GIVEN EXERCISE: Locate the line containing "# test: identify the patchwork" in the material below; repeat it and every line after it, exactly as written.

ITEMS:
********

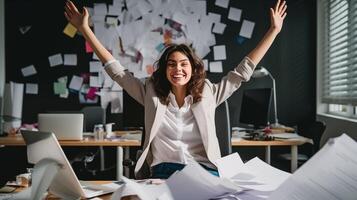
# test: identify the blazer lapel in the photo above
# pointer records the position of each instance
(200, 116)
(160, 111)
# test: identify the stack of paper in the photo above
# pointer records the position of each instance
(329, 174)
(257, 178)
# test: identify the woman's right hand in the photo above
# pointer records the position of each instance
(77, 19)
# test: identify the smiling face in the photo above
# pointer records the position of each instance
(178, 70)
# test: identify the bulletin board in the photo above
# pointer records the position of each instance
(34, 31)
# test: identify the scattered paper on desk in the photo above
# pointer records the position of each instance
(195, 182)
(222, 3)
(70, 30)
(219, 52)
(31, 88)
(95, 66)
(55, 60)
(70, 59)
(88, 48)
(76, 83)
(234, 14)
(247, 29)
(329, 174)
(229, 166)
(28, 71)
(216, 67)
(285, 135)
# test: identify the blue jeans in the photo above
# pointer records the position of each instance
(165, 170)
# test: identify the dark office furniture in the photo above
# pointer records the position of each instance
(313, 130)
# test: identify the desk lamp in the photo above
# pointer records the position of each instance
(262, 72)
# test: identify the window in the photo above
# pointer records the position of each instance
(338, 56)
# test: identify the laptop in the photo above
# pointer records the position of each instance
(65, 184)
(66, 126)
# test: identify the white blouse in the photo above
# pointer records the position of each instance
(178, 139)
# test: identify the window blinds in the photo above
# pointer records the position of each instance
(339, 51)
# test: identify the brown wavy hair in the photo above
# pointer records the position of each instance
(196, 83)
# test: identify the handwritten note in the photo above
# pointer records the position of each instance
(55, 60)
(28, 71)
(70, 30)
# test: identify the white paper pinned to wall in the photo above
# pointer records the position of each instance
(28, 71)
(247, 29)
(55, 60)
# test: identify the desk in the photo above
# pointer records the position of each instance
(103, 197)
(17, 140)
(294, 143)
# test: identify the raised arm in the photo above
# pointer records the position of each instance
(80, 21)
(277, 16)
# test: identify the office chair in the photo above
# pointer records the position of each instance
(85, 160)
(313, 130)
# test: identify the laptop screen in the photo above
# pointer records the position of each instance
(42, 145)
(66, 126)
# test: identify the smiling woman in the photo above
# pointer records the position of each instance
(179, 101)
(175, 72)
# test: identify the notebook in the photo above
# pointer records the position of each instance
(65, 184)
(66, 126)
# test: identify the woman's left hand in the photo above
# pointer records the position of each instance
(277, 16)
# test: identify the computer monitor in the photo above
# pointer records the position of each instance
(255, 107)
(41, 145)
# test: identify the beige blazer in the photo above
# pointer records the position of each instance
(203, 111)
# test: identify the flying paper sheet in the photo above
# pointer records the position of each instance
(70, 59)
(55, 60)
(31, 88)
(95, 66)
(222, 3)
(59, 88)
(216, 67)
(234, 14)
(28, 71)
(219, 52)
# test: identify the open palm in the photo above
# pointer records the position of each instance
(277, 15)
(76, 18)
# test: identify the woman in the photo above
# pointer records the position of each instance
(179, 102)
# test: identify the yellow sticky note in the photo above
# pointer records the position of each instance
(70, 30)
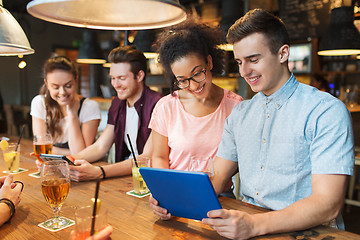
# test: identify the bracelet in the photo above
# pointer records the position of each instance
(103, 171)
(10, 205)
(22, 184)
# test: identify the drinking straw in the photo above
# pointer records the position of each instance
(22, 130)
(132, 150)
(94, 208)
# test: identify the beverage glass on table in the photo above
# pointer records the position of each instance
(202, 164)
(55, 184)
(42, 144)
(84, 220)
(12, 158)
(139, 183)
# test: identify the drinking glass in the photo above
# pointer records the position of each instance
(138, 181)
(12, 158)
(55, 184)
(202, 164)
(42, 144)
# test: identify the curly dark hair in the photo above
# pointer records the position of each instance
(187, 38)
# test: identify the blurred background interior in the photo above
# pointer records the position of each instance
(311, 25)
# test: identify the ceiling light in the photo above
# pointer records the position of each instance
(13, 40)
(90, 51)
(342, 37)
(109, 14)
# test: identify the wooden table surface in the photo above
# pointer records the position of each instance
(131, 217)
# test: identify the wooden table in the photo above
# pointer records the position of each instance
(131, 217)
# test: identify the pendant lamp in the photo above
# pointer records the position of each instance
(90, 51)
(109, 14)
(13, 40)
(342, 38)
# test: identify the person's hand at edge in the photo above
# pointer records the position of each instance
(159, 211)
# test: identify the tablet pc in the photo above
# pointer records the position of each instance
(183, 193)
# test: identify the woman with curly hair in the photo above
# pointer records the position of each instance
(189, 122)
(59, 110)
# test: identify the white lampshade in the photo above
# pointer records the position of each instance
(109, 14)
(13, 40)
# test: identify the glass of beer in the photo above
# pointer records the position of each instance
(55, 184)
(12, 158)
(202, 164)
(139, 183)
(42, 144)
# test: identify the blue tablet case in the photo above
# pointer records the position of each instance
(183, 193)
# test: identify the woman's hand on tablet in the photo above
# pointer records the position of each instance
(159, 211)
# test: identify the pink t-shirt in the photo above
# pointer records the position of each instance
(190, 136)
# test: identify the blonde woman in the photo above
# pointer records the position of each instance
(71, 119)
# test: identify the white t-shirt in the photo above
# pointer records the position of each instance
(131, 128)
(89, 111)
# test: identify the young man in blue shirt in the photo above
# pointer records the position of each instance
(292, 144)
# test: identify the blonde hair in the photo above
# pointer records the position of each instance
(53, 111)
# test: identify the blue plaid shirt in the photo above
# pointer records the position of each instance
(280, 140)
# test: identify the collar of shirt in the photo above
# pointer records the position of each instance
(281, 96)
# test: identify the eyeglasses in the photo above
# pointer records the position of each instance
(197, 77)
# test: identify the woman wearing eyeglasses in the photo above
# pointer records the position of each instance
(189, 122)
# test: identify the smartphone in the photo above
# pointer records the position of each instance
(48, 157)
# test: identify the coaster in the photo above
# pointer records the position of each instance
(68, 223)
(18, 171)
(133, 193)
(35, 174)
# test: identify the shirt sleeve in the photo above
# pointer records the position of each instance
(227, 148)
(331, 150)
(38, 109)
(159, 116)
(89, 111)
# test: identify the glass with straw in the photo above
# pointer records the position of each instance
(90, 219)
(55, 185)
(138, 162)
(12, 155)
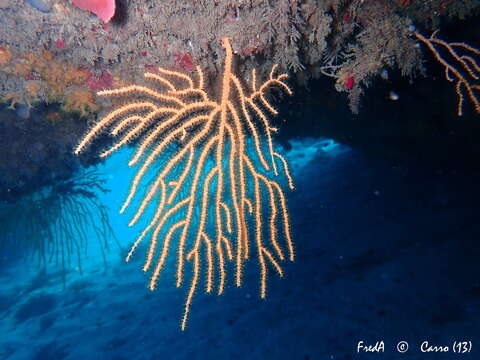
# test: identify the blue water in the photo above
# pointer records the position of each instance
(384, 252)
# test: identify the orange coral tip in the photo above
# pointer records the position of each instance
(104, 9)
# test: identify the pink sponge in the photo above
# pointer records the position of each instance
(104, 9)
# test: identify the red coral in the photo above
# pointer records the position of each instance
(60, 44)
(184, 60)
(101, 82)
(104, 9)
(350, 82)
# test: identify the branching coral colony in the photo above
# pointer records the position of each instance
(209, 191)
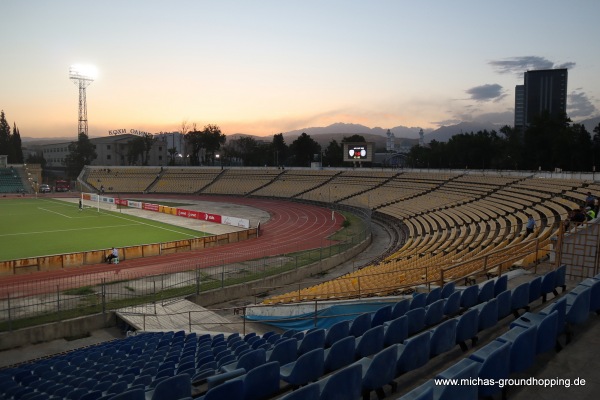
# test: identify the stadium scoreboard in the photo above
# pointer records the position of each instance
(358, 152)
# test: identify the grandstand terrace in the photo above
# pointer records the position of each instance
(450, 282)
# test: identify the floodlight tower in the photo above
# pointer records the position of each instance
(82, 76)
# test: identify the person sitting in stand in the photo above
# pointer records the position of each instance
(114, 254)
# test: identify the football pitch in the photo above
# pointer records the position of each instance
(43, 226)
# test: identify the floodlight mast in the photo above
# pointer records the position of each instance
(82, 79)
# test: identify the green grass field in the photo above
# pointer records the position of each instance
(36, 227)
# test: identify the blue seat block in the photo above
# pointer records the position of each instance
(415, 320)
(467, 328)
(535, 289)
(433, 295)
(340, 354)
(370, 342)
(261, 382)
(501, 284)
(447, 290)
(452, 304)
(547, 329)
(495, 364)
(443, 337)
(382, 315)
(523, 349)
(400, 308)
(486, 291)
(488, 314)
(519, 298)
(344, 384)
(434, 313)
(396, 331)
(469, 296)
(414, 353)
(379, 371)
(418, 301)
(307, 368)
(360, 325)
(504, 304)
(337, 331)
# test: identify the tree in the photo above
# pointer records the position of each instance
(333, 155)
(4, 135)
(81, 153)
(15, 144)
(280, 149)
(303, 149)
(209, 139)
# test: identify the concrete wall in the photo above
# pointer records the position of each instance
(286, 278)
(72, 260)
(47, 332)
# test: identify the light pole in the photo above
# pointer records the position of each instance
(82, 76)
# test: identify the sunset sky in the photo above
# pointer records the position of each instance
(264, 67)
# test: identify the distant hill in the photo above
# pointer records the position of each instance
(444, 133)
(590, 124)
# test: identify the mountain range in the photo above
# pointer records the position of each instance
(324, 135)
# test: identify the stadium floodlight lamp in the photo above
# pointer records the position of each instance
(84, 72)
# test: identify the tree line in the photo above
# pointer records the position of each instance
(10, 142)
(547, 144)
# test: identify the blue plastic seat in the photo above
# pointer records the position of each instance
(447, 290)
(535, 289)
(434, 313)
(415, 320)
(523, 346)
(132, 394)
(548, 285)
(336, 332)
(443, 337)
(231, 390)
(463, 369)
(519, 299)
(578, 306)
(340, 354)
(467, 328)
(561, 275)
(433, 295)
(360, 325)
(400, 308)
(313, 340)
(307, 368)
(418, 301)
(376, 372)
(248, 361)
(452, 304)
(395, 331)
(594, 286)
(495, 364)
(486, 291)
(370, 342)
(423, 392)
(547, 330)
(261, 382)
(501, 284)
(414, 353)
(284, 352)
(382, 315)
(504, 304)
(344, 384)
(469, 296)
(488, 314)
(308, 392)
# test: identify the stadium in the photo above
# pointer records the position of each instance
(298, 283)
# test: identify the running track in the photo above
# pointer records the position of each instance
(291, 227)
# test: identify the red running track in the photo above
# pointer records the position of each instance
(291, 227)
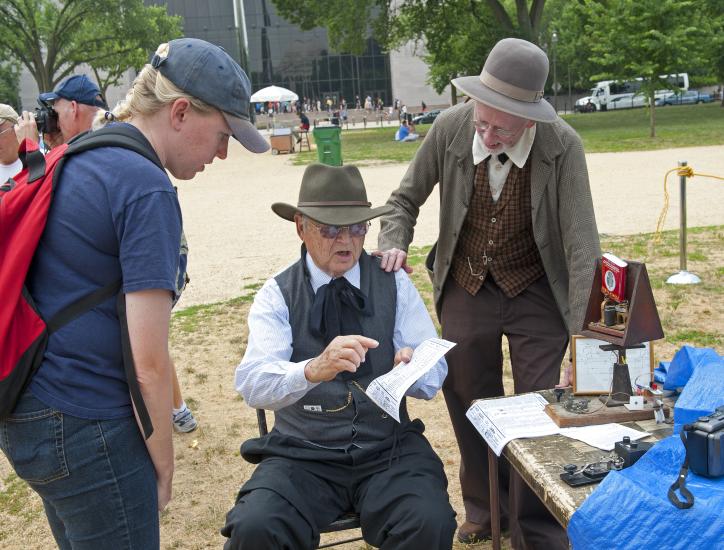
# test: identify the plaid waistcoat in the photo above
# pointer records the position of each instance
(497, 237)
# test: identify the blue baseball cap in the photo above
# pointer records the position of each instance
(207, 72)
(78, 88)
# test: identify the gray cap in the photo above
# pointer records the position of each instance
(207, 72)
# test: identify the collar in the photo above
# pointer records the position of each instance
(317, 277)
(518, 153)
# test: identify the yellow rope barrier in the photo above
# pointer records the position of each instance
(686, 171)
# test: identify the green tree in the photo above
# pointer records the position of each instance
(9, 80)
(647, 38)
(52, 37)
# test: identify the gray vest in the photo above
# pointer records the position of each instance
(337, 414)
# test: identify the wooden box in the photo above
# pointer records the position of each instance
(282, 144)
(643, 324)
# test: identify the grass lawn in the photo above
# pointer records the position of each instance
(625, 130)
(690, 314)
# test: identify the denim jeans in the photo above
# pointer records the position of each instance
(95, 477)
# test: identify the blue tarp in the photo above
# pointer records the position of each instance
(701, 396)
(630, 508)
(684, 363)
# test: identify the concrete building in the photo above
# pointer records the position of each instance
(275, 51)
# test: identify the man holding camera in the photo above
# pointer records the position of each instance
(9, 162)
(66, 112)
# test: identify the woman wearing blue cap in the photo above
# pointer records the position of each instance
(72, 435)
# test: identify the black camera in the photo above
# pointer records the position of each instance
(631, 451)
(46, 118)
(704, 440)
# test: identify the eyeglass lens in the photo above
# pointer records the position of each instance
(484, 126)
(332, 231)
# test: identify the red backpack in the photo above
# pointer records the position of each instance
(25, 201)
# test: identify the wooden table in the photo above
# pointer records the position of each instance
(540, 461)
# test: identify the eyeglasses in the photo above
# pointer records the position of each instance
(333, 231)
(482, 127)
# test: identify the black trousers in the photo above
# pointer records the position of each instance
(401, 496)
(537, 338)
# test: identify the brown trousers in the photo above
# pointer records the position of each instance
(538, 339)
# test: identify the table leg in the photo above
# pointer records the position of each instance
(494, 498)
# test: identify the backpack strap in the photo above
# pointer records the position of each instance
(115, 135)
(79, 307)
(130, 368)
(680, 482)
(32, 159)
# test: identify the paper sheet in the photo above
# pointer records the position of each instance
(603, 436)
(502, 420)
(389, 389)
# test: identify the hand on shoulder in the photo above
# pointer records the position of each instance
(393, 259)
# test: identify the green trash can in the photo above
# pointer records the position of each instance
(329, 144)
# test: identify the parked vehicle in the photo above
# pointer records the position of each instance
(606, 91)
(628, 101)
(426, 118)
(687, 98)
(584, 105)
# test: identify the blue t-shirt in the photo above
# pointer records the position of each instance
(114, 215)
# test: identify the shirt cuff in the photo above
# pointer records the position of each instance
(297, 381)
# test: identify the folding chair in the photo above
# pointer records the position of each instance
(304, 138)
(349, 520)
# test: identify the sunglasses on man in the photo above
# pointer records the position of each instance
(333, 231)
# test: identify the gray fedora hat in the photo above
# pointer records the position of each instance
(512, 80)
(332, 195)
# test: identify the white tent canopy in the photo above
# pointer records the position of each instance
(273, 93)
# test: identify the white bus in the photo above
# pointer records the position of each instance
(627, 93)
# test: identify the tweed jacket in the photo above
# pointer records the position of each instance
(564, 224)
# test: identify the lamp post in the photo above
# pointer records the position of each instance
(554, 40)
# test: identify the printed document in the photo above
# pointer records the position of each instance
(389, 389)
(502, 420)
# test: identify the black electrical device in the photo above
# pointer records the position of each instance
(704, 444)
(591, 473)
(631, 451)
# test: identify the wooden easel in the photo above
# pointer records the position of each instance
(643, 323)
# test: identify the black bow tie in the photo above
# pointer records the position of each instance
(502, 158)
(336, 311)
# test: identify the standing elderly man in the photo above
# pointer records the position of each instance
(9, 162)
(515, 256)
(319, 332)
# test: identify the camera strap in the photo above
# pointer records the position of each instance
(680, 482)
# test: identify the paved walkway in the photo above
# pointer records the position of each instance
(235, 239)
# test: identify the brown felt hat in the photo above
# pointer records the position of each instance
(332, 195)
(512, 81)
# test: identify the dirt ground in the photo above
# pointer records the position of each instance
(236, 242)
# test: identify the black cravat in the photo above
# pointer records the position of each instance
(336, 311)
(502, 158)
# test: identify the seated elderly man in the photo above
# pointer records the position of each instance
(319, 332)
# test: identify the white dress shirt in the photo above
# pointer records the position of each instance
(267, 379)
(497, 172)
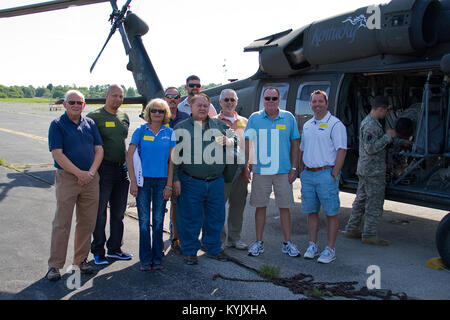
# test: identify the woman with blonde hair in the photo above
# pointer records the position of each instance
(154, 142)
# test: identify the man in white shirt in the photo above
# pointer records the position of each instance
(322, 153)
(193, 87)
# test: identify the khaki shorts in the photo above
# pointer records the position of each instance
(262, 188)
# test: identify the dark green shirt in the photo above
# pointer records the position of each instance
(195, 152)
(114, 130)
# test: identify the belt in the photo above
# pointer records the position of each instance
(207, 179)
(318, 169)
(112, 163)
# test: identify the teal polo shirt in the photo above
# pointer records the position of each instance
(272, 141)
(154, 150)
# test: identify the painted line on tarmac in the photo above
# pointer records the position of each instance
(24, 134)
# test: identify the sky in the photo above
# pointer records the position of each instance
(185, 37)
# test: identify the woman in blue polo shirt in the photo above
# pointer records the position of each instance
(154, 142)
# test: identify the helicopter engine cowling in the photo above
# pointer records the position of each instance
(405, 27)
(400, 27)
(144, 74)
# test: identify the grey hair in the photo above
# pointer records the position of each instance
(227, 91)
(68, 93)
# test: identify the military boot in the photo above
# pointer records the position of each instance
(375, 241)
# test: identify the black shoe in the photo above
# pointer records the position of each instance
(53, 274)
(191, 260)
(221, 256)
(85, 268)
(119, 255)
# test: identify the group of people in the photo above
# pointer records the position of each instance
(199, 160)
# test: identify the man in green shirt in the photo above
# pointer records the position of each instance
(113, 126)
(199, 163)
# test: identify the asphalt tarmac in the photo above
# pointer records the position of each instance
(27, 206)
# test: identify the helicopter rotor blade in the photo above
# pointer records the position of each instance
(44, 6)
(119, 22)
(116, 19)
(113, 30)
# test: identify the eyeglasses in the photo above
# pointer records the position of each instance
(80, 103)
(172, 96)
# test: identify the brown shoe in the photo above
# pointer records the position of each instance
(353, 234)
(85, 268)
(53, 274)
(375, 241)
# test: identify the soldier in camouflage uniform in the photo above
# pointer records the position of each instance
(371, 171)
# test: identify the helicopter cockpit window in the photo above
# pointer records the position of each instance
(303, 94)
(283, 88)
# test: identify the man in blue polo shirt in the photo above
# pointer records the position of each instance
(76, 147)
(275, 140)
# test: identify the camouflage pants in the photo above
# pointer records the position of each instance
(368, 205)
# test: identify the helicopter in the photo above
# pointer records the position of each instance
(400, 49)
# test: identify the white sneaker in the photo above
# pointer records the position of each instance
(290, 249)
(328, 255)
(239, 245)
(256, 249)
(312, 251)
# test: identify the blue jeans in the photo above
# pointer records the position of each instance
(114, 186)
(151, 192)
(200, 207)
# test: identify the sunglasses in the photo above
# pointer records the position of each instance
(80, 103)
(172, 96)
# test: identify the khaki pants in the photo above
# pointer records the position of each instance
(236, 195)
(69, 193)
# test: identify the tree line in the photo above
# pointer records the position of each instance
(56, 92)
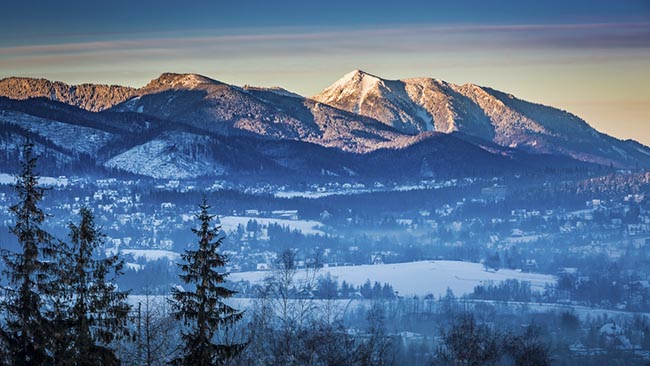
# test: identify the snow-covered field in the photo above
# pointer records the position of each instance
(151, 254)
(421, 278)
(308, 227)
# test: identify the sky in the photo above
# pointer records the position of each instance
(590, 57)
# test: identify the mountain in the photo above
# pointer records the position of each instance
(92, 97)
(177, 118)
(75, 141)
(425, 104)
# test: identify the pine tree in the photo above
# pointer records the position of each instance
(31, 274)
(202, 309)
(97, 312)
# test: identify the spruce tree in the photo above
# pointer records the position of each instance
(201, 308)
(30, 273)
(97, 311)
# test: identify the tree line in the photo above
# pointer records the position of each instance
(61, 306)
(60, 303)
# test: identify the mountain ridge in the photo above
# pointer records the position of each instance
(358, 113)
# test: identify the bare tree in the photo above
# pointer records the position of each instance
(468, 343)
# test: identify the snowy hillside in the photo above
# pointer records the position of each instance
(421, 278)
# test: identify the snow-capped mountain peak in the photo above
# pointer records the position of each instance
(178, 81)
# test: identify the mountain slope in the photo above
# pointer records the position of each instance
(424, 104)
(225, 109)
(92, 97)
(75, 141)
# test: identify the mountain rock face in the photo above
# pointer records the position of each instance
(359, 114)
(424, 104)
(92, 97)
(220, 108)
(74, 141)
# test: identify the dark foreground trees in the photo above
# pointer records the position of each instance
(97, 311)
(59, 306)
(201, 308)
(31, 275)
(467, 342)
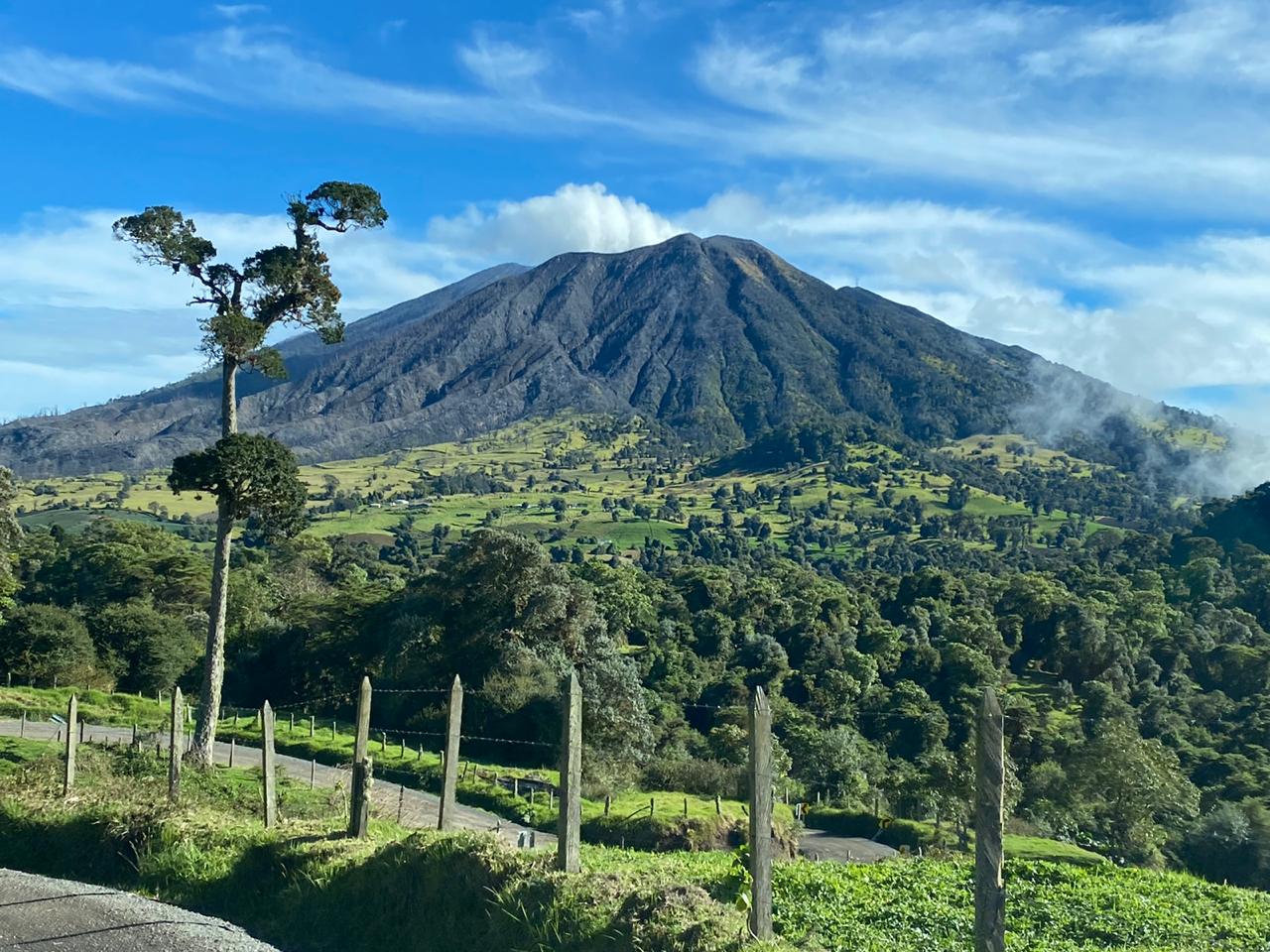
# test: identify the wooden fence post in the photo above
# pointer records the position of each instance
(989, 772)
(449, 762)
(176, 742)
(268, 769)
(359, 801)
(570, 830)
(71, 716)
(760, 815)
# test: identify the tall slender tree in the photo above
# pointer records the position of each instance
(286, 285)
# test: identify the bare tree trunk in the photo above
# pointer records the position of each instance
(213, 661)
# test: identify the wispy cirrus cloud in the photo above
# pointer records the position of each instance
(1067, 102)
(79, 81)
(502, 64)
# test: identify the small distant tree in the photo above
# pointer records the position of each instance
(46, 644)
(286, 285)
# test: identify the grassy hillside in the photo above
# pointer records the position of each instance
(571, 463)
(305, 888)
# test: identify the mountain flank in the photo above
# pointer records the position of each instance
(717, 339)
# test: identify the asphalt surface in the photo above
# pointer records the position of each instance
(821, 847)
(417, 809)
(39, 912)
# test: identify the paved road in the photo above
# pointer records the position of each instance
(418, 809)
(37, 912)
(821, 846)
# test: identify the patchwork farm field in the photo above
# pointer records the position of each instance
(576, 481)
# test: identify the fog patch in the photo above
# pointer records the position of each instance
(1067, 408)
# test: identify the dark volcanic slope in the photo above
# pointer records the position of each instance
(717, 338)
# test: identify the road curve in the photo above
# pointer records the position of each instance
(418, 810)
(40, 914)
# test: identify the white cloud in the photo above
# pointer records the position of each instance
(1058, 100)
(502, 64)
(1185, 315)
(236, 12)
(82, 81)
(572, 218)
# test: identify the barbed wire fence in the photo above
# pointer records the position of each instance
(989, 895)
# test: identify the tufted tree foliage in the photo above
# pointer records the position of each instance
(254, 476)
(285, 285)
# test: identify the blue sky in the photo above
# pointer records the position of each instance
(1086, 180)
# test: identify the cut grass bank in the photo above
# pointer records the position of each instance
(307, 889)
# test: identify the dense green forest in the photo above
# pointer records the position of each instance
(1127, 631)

********

FINAL RESULT:
# test: identify the patchwork farm field in the photo above
# pointer records the position of each instance
(576, 481)
# test: identify the fog patch in the photo above
# pointer records the position of each instance
(1067, 408)
# test: identify the dark volcanic slope in the photo above
# pointer records the position of each instance
(717, 338)
# test: identify the road curve in the photo above
# pointer records the position of each instance
(418, 810)
(40, 914)
# test: identify the white cloud in the photo above
# pointer records the position of each instance
(1058, 100)
(502, 64)
(1185, 315)
(236, 12)
(82, 81)
(572, 218)
# test: identify the barbed wire fence in the photo above
# pointer records the position of each instance
(989, 895)
# test: identify the tufted tree foliage in the photo above
# pointer records the position of each instance
(254, 476)
(285, 285)
# test: identify the blue sky in the photo above
# pointer records the position of each instance
(1086, 180)
# test: identify the cut grass bank in the photo above
# pointer records the position of each instance
(307, 889)
# test: identify the dense green forest in the photo above
# pointer records the position of each instance
(1127, 631)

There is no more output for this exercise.